## BEGIN
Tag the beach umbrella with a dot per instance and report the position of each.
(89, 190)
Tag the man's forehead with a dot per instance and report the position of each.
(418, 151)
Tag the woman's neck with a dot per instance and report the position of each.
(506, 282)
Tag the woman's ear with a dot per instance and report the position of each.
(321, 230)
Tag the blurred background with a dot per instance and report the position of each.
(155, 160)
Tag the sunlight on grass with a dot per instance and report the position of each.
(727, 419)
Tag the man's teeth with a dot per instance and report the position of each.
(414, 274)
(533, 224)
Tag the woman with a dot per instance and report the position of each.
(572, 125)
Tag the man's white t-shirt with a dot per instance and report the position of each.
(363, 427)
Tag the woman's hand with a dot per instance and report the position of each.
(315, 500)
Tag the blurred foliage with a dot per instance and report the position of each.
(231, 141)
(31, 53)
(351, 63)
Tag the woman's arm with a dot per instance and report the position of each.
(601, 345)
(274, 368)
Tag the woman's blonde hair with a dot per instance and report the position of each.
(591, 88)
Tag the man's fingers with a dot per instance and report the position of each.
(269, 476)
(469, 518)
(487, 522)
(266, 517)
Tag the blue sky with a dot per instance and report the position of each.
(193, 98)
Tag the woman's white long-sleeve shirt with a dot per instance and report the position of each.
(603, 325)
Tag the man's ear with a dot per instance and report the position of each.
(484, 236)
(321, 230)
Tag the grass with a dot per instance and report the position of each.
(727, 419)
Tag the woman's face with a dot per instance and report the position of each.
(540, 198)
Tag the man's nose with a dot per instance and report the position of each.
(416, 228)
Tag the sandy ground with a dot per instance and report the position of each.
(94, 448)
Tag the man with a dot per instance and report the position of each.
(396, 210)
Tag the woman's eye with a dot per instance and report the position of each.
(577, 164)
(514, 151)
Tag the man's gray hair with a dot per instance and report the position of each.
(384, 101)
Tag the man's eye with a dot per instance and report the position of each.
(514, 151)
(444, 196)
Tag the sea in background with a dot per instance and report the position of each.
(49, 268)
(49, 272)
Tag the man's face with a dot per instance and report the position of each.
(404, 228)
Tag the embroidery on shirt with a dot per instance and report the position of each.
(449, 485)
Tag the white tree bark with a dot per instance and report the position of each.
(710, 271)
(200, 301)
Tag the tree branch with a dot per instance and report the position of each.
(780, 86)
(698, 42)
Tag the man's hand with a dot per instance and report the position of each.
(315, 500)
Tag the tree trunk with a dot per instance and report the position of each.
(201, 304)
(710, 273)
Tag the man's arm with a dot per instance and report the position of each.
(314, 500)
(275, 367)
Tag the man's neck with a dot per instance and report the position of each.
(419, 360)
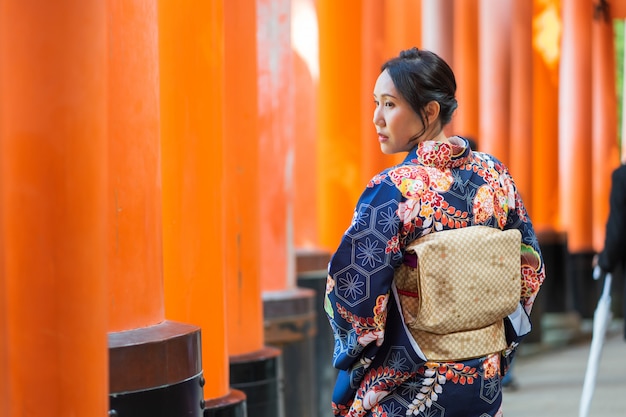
## END
Set task: Render every line of the data above as a JSON list of strings, one string per line, with blank lines dropped. Leave the picture out.

Result for this exercise:
[
  "Tag the beach umbrella with a dot per instance and report the position of each.",
  "(89, 190)",
  "Tag the man's forehead with a dot per instance and report the position of each.",
  "(418, 151)",
  "Tag the woman's neck with a dot per instance and report the position of each.",
  "(506, 282)",
  "Tag the woman's ear with a dot per instance and report the position of each.",
  "(321, 230)",
  "Tag the blurred background with a dot per instance and report the position of each.",
  "(155, 160)",
  "Tag the sunlight on grass with a dot per instance and report the position of each.",
  "(727, 419)",
  "Tag the man's teeth with a dot per instance and report the position of each.",
  "(414, 274)",
  "(533, 224)",
  "Tag the woman with a dot per instance and report the position of each.",
  "(572, 125)",
  "Tag the man's white t-shirt with a dot per instance and report the position of each.",
  "(363, 427)",
  "Tag the woman's hand with a dot per instance and report the position of each.",
  "(315, 500)",
  "Tag the blurred foliage with a dot per instance and report the position of each.",
  "(231, 141)",
  "(31, 53)",
  "(351, 63)",
  "Tag the woman's arm with a dot per instance and report the position of each.",
  "(601, 345)",
  "(274, 368)",
  "Tag the woman's blonde hair with a dot per instance and report the position of each.",
  "(591, 88)",
  "Tag the man's fingers with a dot per instance and report the position of each.",
  "(269, 476)",
  "(469, 518)",
  "(487, 522)",
  "(266, 517)",
  "Tag the blue sky with a dot per instance and report the position of each.",
  "(193, 98)",
  "Tag the woman's white long-sleeve shirt with a dot per instance and report the position of each.",
  "(603, 325)",
  "Tag the man's ear with a dot per instance and report the position of each.",
  "(484, 236)",
  "(321, 230)",
  "Tag the grass with a dot per instance and report the position of each.",
  "(727, 419)",
  "Tag the woman's face with a dot per instance and report the position of each.",
  "(540, 198)",
  "Tag the man's nose with a dot per instance and report the position of each.",
  "(416, 228)",
  "Tag the sandy ground with a dot per instance and report the position of each.",
  "(94, 448)",
  "Tag the man with a dot per instance and report the position of each.",
  "(396, 210)",
  "Tag the woman's eye with a dot per instance and report the position of each.",
  "(577, 164)",
  "(514, 151)",
  "Tag the man's gray hair with a dot per instance and report the position of each.",
  "(384, 101)",
  "Tag the man's eye with a dot per instance and report the position of each.",
  "(514, 151)",
  "(444, 196)",
  "Tag the sea in background with a dot per instance and report the position of each.",
  "(49, 268)",
  "(49, 272)",
  "Tag the man's face with a dot per instance and report the position of each.",
  "(404, 228)",
  "Tag the embroidery on shirt with a dot per instance and report the position of each.",
  "(449, 485)",
  "Tag the white tree bark with a dot per instance and report the position of each.",
  "(710, 271)",
  "(200, 301)",
  "Tag the tree branch with a dot per instance and report the position of each.",
  "(780, 86)",
  "(698, 42)",
  "Tag the man's hand with a dot per instance and report the position of each.",
  "(315, 500)",
  "Tag the tree trunk with a dot per instance and report the position of each.",
  "(201, 304)",
  "(710, 273)",
  "Tag the man's arm with a dot per instance and report the position of each.",
  "(314, 500)",
  "(275, 367)",
  "Tag the man's neck with a dot per instance and report the position of each.",
  "(419, 360)"
]